==== STORED DATA ====

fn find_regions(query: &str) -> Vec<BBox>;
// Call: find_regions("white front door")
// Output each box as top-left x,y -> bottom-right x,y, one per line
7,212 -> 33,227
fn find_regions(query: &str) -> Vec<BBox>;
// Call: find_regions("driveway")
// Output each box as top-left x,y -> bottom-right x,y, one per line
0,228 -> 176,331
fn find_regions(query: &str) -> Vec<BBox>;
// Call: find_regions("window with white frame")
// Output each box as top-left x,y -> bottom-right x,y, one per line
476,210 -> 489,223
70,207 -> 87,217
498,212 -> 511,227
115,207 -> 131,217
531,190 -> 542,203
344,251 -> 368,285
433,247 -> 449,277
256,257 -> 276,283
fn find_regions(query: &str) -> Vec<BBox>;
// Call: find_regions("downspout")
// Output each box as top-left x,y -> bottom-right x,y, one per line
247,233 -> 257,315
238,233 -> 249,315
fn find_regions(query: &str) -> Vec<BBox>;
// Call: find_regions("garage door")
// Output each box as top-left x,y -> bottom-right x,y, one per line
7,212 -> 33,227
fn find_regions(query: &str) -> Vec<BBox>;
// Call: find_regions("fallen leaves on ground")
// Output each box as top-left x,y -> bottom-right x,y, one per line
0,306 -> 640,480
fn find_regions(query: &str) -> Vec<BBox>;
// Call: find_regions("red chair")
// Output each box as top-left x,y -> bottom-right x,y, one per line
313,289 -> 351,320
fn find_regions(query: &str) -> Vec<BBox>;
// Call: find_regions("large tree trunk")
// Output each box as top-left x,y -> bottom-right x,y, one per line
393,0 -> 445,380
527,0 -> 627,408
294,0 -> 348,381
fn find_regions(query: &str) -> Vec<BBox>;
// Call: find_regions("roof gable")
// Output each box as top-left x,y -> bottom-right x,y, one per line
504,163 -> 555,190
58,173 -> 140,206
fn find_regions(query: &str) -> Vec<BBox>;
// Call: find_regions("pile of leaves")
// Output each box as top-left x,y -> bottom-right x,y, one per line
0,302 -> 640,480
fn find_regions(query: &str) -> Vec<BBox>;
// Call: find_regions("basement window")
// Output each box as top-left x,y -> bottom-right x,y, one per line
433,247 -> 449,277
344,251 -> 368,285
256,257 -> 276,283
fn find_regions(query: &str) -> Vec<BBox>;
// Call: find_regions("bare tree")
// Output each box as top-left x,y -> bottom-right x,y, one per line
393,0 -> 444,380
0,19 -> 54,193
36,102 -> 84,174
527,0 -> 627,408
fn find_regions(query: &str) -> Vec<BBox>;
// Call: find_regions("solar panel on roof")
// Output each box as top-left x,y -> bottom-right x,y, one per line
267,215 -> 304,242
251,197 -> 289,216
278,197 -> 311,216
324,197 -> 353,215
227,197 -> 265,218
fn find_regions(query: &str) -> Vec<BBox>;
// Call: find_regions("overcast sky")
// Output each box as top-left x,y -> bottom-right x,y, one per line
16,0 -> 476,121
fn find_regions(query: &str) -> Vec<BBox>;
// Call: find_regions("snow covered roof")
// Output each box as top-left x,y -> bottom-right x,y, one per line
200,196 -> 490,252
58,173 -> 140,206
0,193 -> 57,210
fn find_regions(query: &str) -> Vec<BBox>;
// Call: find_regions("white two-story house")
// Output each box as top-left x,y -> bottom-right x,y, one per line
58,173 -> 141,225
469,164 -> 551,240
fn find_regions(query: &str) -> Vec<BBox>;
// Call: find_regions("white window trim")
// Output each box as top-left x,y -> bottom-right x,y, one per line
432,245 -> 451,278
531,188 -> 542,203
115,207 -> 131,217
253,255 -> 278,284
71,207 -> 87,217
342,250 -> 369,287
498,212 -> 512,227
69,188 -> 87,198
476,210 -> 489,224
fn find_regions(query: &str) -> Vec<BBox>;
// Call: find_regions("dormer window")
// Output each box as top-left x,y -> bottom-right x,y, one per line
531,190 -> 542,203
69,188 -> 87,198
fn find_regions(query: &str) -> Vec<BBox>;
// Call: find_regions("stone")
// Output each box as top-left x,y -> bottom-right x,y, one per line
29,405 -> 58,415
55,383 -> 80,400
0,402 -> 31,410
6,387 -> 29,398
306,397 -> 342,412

====

#### INSTRUCTIONS TO FOLLOW:
Gather every line of the records above that contains the string "roof" and list them.

#### SOLUTION TO THIS PROBLEM:
// Call: find_regions("roof gable")
// Call: find_regions("solar panel on roof")
// Call: find_regions("snow covered roof")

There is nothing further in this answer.